Continue the passage on careers that call for strong literacy from the point where it ends.

**SELECTED TEXT**
=== Begin Enclosure ===

Foundations require of every employee (except the janitor) real literacy coupled with imagination. They need people who can conceptualize, guess intelligently, and put themselves in somebody else’s place—in short, steer big money in the right direction before stupidity strikes. And remember: the law says they have to divest; they can’t just hoard their money; they need to pay out a good deal of it.

New Fields of Knowledge keep showing up. They may be comprised of half of this and half of that. These days, though, with all those new gadgets and rapid changes in them, it may be the Method that is new, with the Field of Knowledge old hat. In 1994 I sat down and bought a computer with monitor and tower. Knowing nothing at all about computers, I just telephoned the manufacturer and learned all about the keys whose labels revealed little or nothing to an ignoramus like me.

Years earlier, I had taken advance touch typing (and believe I forced my children to do the same). The various military branches need and must have “paperwork” people in all those offices at home and abroad. Join up to be a yeoman (as I did in 1941) and I can almost guarantee you will never hold a gun—or face one. Army, Navy, Air Force: they’re not public enemies but giant organizations that need all the help they can get.

Oh. Every government bureau hires highly literate people: the CIA, State, Environment, HEW (or as they now call it: Health and Human Services). Take a long look at what they do. Your Congressman (and Senator) has offices in many a community and needs to staff it with people who spell correctly, ghost for him, and “never foul up.” In our District, an Annapolis man lived in the Congressman’s branch office ten years after retiring!

During World War II, with six years of coursework revolving around History, I made a fine Personnel Officer for many months. Ultimately, I followed orders and became probably the Navy’s most powerful Barracks Officer, virtually in “command.” I aced the required courses in “Courts and Boards.” Knowing it to be essential, I developed the tact and diplomacy and literacy in writing and speech the job demanded.

Why bother with “that military”? Well, the GI Bill put me through a Stanford Ph.D. degree in 1951. More than that, maybe the military (as is said) “made a man out of me.”

=== End Enclosure ===

**DATA SEGMENT**
=== Begin Enclosure ===

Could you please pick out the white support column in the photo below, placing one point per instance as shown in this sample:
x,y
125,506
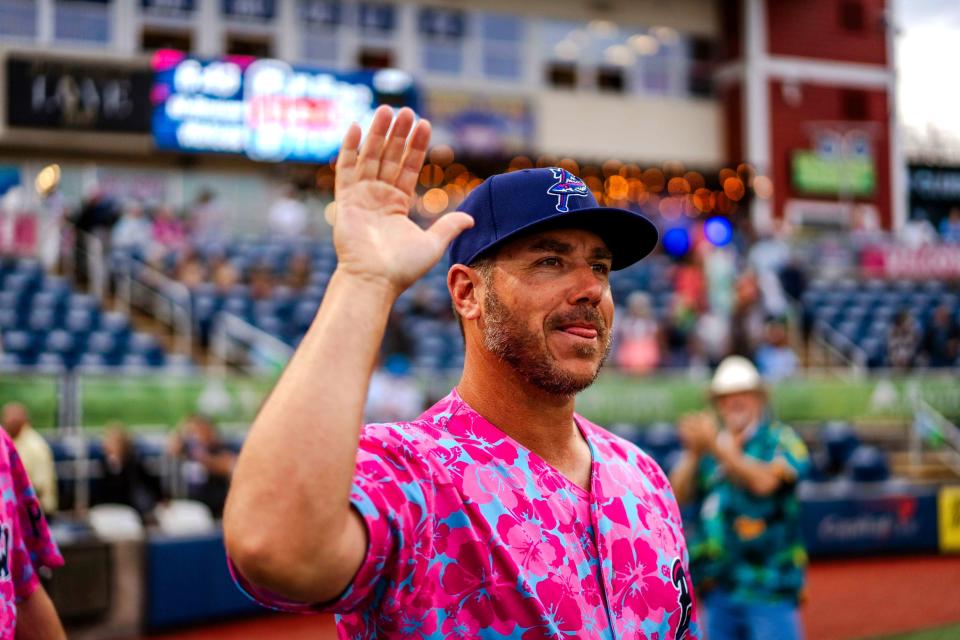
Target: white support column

=== End Enclosure ===

**EXERCISE RESPONSE**
Be sure to contact and work with the entire Medical Field if life takes you there. I worked with the headquarters of the American Medical Association for a time, but every state deals with medical matters and with veterans, often in county offices. I know enough about such stuff to believe there is a real shortage of brainy paperwork people in America’s medical bailiwicks.

One thing in particular I think I learned over the years as I drifted from Administrator to Professor, to Editor, to Director and back, is that whatever the job in front of you there is a damn good chance that in your hands The Position can be refined, made sophisticated, turned important (to everybody’s surprise), and be made to merit a higher salary scale.

“That dumb job” may not stay that way very long. You may not be a subordinate all that long, either. But I do hope you took a couple of Psychology courses. And with luck, maybe you will be treating others with decency, respect, and kindness. Forgive me: While a professor may be able to kick people around (after permanent tenure, that is), the outer world really does reward those who behave themselves. Really liked and rewarded are those few who display some vestige of empathy as they interact with others.

Yes, things can be “pretty lousy” out there. You bet! On the other hand, I did find that studying up on “the way things are” often paid off by showing pathways I could take to Change Procedures for the Better.

I guess in final summary, I want to say something like this: I’m pleased and proud that You chose to get a History Degree. I’m sorry that some goal you set in employment didn’t turn out quite the way you expected. But I found over long decades that the History major I got was an enormous asset. It definitely helped me as I journeyed usefully through a Pleasing Life.